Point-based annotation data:
# # # #

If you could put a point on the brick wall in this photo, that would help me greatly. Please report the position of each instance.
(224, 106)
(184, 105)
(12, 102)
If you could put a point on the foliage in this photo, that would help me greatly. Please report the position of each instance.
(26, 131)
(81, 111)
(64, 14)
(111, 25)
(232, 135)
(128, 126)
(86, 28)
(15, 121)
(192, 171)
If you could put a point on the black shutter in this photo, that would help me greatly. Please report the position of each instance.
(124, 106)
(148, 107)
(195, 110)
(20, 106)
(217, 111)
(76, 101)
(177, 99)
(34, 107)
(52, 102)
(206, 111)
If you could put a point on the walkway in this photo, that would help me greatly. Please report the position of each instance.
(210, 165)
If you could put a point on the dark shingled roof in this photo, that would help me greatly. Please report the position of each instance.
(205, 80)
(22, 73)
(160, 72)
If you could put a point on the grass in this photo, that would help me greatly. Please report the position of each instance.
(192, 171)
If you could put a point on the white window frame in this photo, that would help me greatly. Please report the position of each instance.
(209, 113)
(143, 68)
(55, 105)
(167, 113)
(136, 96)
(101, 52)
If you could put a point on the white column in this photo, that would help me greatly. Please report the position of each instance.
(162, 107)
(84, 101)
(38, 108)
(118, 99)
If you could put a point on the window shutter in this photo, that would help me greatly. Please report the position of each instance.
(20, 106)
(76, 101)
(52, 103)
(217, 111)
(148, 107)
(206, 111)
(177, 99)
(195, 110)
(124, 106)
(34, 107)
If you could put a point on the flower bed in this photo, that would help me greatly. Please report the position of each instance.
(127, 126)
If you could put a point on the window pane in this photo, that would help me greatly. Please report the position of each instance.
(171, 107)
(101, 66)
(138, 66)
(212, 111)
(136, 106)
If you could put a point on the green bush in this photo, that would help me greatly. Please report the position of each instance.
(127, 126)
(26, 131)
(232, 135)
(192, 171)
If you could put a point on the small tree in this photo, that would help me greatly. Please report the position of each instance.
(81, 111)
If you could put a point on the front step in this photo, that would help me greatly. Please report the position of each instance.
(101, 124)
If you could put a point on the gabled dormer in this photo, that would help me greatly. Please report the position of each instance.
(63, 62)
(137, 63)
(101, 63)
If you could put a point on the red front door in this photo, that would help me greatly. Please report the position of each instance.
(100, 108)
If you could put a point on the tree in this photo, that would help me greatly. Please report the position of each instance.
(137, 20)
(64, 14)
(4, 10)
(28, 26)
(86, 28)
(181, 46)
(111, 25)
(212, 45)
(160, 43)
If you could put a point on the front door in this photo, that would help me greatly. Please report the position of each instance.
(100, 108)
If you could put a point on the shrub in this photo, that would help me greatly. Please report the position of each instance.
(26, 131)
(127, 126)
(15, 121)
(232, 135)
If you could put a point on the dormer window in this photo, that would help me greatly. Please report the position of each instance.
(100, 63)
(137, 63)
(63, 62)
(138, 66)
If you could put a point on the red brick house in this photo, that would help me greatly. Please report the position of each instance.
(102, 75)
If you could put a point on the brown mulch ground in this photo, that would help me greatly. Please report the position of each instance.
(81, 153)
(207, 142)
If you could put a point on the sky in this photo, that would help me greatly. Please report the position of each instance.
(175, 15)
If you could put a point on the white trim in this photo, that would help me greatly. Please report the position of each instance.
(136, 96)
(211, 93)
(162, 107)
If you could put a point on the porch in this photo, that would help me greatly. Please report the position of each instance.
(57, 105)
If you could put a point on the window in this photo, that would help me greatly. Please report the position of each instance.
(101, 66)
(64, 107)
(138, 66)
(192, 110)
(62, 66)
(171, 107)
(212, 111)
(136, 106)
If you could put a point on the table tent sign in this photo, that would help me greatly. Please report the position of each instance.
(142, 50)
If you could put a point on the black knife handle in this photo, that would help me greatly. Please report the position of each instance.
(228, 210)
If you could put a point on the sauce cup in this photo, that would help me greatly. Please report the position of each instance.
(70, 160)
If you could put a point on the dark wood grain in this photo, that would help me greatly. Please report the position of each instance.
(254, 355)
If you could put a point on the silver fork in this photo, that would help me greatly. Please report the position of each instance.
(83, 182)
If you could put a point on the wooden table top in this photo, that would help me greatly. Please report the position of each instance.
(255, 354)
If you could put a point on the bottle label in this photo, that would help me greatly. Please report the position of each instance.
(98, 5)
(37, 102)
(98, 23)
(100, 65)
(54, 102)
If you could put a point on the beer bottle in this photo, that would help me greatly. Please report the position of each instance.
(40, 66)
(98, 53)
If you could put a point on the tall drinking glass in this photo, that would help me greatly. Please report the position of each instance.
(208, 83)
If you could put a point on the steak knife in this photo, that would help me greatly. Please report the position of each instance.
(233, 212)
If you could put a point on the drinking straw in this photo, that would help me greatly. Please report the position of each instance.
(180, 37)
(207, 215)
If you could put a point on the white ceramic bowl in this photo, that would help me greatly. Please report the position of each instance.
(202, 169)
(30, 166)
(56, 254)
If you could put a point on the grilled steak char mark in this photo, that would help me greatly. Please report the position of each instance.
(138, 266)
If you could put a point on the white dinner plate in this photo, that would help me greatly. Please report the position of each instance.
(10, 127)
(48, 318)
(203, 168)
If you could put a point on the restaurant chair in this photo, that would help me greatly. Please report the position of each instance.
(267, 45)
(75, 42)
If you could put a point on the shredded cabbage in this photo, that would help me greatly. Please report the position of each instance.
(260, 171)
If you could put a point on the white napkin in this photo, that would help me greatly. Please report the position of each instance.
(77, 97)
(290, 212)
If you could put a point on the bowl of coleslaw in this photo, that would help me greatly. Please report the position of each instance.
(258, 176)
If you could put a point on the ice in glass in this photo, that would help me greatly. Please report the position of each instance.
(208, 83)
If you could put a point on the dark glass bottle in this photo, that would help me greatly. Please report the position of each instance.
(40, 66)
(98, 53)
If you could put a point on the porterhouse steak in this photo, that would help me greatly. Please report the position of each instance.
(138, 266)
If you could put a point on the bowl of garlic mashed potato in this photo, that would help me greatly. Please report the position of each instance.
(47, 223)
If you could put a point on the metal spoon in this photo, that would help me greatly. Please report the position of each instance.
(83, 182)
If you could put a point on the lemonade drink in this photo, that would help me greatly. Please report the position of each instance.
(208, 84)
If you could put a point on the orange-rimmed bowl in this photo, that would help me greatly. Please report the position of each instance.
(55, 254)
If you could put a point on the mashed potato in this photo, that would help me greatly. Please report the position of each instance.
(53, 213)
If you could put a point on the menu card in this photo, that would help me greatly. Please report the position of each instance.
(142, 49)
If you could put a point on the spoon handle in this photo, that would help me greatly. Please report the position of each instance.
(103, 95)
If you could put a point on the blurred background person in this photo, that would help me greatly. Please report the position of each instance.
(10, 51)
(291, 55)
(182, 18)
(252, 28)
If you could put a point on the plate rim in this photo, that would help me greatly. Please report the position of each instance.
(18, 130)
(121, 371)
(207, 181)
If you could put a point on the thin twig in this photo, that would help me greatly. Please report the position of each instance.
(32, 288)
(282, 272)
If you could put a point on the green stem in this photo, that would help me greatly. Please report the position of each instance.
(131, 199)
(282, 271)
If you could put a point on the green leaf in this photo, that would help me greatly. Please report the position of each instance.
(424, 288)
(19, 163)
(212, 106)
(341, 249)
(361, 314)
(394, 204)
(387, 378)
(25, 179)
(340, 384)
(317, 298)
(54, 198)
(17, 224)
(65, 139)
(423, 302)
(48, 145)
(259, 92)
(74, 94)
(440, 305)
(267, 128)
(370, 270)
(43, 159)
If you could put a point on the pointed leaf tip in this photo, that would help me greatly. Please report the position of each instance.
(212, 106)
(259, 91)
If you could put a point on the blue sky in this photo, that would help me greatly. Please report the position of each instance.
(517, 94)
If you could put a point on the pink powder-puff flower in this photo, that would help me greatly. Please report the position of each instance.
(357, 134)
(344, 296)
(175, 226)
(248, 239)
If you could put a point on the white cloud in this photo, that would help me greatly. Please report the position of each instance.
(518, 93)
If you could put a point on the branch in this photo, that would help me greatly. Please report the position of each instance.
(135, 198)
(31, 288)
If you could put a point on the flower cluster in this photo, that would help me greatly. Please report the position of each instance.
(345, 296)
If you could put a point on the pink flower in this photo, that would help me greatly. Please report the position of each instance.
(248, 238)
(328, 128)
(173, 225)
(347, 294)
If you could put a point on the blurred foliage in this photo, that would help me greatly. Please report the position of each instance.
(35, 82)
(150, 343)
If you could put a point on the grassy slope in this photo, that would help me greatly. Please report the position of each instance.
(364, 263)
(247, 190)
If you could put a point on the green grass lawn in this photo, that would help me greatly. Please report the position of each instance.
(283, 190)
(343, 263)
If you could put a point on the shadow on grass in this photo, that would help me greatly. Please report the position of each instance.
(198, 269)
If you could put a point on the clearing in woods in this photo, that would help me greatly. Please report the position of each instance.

# # # #

Rewrite everything from the line containing "If you could put a point on the green grass" down to the end of the rows, replacing "clearing in woods" with "forest clearing" and leaving all else unchanged.

Solved exercise:
If you could put a point on the green grass lawn in this photo, that would help me greatly. Please report the position of each instance.
(283, 190)
(343, 263)
If you could put a point on the shadow on grass in this photo, that would help me greatly. Please report the position of each instance.
(198, 269)
If you could put a point on the forest clearing in this photo, that would help me greatly. Please report the position of each instance.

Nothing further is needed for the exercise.